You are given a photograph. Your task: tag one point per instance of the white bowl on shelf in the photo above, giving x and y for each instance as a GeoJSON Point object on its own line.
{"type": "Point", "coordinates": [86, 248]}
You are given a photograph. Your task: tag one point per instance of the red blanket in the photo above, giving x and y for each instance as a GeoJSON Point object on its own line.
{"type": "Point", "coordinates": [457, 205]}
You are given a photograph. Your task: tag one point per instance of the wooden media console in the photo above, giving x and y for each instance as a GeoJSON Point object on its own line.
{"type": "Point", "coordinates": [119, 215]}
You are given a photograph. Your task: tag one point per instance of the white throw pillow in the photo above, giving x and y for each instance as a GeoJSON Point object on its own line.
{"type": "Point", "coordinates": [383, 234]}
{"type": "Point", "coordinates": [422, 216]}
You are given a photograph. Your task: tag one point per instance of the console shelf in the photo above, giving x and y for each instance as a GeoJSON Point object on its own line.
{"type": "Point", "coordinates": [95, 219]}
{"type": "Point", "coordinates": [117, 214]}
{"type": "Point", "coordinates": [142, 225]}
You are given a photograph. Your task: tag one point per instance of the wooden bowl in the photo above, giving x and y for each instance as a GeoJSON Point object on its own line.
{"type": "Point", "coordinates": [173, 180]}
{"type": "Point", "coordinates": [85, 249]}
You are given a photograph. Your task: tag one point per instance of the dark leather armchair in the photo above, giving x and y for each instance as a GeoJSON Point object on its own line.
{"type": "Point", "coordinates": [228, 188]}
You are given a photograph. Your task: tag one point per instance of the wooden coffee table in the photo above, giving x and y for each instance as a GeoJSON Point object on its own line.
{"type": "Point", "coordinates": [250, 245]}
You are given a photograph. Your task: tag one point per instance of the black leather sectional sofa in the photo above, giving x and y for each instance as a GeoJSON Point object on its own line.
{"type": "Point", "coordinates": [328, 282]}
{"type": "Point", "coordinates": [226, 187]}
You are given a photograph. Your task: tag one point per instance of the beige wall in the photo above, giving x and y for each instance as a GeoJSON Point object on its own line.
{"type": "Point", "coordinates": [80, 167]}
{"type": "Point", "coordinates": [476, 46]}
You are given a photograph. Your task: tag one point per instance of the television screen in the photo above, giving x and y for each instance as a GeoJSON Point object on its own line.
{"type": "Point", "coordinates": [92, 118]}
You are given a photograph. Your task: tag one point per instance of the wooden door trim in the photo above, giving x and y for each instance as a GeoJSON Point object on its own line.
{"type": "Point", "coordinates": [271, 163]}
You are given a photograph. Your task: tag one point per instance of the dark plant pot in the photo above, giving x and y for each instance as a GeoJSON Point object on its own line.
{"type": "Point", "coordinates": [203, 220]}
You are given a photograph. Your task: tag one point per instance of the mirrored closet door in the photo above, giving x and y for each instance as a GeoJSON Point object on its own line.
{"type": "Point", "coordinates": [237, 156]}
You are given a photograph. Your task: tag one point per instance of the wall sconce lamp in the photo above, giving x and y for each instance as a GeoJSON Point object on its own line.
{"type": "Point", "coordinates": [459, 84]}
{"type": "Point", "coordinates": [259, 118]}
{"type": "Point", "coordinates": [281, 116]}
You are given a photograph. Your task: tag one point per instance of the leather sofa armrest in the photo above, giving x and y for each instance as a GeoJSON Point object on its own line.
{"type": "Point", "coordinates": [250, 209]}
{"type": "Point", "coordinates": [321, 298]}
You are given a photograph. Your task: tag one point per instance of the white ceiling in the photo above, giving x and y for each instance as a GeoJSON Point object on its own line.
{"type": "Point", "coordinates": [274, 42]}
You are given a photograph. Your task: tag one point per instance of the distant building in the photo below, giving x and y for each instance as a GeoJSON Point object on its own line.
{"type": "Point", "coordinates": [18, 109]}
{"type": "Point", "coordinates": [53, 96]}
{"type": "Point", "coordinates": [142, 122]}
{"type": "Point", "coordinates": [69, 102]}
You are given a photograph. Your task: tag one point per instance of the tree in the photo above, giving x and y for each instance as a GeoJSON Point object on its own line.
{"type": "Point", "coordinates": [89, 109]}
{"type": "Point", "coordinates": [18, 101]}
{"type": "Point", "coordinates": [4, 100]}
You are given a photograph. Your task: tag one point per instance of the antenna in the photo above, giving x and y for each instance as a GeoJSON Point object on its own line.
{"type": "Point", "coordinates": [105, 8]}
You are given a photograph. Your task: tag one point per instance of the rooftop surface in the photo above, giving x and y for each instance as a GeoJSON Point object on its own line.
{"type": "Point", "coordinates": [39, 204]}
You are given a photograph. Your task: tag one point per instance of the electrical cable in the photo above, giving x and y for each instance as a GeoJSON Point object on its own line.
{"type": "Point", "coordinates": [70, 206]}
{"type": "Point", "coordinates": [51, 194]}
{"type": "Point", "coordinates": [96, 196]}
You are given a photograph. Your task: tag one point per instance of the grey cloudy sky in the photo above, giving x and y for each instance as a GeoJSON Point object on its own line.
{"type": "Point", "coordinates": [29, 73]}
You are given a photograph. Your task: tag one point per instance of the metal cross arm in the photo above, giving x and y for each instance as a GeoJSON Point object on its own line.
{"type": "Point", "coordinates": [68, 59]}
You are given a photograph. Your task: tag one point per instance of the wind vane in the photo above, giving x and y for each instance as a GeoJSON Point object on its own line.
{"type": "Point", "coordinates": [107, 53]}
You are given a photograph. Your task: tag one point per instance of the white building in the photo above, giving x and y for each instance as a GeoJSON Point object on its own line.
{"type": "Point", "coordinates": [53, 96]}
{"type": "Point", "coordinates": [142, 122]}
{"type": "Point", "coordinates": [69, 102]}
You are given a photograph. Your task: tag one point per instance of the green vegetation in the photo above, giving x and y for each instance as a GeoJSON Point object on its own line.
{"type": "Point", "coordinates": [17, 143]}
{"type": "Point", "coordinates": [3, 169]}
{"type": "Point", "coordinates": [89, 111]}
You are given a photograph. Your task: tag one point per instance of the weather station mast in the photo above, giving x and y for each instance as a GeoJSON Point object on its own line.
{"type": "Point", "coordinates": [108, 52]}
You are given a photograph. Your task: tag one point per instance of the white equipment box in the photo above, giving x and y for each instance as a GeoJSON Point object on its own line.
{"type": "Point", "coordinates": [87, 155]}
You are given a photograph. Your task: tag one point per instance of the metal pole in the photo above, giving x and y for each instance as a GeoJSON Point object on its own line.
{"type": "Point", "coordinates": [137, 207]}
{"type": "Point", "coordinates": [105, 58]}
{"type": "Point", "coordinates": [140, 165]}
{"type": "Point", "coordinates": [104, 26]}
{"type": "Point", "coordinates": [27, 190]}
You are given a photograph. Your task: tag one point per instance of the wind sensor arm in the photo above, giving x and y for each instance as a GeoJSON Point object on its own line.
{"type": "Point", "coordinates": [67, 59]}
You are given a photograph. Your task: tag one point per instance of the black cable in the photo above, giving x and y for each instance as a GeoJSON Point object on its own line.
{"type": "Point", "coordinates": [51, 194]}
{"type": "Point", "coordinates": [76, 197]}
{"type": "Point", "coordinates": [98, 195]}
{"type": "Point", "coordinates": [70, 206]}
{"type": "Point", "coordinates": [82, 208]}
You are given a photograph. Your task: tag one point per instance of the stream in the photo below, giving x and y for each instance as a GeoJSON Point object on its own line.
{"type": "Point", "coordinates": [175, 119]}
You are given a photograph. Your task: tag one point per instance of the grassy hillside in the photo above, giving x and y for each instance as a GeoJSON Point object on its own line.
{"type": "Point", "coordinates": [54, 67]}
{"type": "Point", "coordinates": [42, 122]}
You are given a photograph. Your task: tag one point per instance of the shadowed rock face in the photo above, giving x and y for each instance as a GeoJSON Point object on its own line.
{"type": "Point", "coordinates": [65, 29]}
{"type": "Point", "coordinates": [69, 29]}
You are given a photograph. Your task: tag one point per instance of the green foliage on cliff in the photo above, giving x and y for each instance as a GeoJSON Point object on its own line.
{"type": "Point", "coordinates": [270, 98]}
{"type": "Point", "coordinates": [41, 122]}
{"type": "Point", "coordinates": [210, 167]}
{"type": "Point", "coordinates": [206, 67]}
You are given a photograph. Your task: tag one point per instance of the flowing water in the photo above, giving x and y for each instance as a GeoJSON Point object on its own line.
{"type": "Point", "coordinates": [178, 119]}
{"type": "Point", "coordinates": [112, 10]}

• • • • •

- _Exercise goal_:
Return verbatim everything in the data above, from the line containing "of the shadowed" down through the final line, with both ends included.

- _Result for this exercise_:
You are given a photograph. Your task: tag one point per instance of the shadowed rock face in the photo above, giving x and y for each instance as a GeoJSON Point object on its own line.
{"type": "Point", "coordinates": [65, 29]}
{"type": "Point", "coordinates": [69, 29]}
You are given a photograph. Your task: tag one point per instance of the green foliage on cliff in the photo above, giving x and y for each instance as a GeoJSON Point object on its own line.
{"type": "Point", "coordinates": [270, 98]}
{"type": "Point", "coordinates": [41, 122]}
{"type": "Point", "coordinates": [210, 167]}
{"type": "Point", "coordinates": [206, 67]}
You are given a photograph. Your task: tag one point per instance of the flowing water in the photo above, giving x and y for each instance as a GeoJSON Point object on its own line.
{"type": "Point", "coordinates": [178, 119]}
{"type": "Point", "coordinates": [112, 10]}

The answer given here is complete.